**Source passage**

######

Now all I wanted to ask, was after 8 months in to her 12 month Hello Sunday commitment will Lisa drink again?
Lisa’s story only touched on why some people drink and how pleasure can turn to pain. As Jon rightly pointed out, that when it is time to give ‘it’ up it is more than stopping but about taking something else up, replacement therapy. Of course this only works if that something is not doing you harm.
Then there is the harm minimization approach, which refreshingly Jon said as a doctor he found liberating. This approach is about setting smaller targets for people to achieve and has greater results. He just wishes the Health department embraced this more often over more areas.
Now while this blog reads like this panel only talked about alcohol Sam did contribute his parallel view on illicit drugs. He too believed using was about pleasure and agreed that when dependence kicks in it shifts to being harmful.
While Chris and Lisa touched on the ritual of alcohol in our culture Sam believes a hurdle to quitting illicit drugs is the ritual of ‘injecting’ that goes with it. Also an advocate of harm minimization he sees a great hypocrisy around government educational messages that focus on this approach with alcohol rather than just stop drinking altogether.
Sam has seen the harm minimization approach be effective with reducing the impact of illicit drug use but he wants to see it expand to teaching young people how take drugs safely. For him what is stopping that is the stigma still around drug use.
This stigma is causing users to be secretive and that is where the danger lies. We cannot escape the fact that some young people find their identity when they start using illicit drugs. However it is important to show them that is only one part of their life.
While that is what we can do at the coalface we still need government to get on board with effective communication campaigns. The panel discussed the current strategies of campaigns such as “don’t turn a night out into a nightmare” but do young people hear these messages or see them more as a joke?

######

**Data shown**
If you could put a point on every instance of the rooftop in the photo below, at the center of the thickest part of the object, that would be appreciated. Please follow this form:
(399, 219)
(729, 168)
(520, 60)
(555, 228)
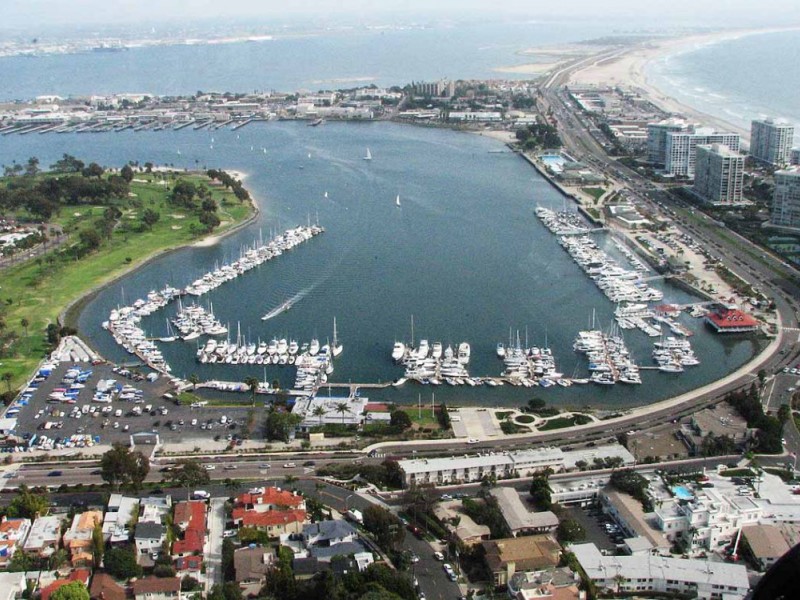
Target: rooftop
(517, 515)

######

**Problem requirements**
Carry on the blog post about the panel on alcohol and drugs from its last sentence. The records have nothing to do with this.

**Response for this exercise**
While there was no young person on the panel (or in the audience) to answer that it was clear the focus on alcohol frustrates Sam. He wants us to talk about taking drugs just like we talk about drinking alcohol. Taking it back a step, this audience member also wanted the panel to talk about softer drugs and the impact that is having.
Whether it is soft or hard, talking about drug taking is an unpopular subject in the electorate and that is why Sam thinks the government is steering away from it. And as Jennifer acknowledged under the Howard government we did at least discuss it ‘as the war on drugs’ but now we don’t even do that.
Instead we are relying on the media to lead this discussion, which they do with stories of celebrities falling off the wagon, police drug busts and young girls binge drinking.
However we should not be relying on the media to talk about a cultural issue that stems generations. We are a drinking and drug taking culture. The Hello Sunday stories highlighted for me especially how entrenched drinking is in our society and sobriety is a tough decision.
As the mother of a 3 year old I started to question how do I raise a young boy in this culture when a glass of wine after work or over dinner is something he regularly sees. A parent from the floor asked if giving a teenager two ‘cruisers’ when going to a party was a sound harm minimization approach.
I felt sorry for this concerned father when the panel shattered his assumptions by telling him his kids have probably dumped them at the party and gone for something harder. Even I could not help but think it is not what we say, it is what we do. We need to show a healthy relationship to alcohol and choose not to drink it around them when we come home from work or excessively with friends.
And as for drugs, as Jon put it, make judgments about their behaviour and but I would like to add as parents we do not ‘judge’ their decisions.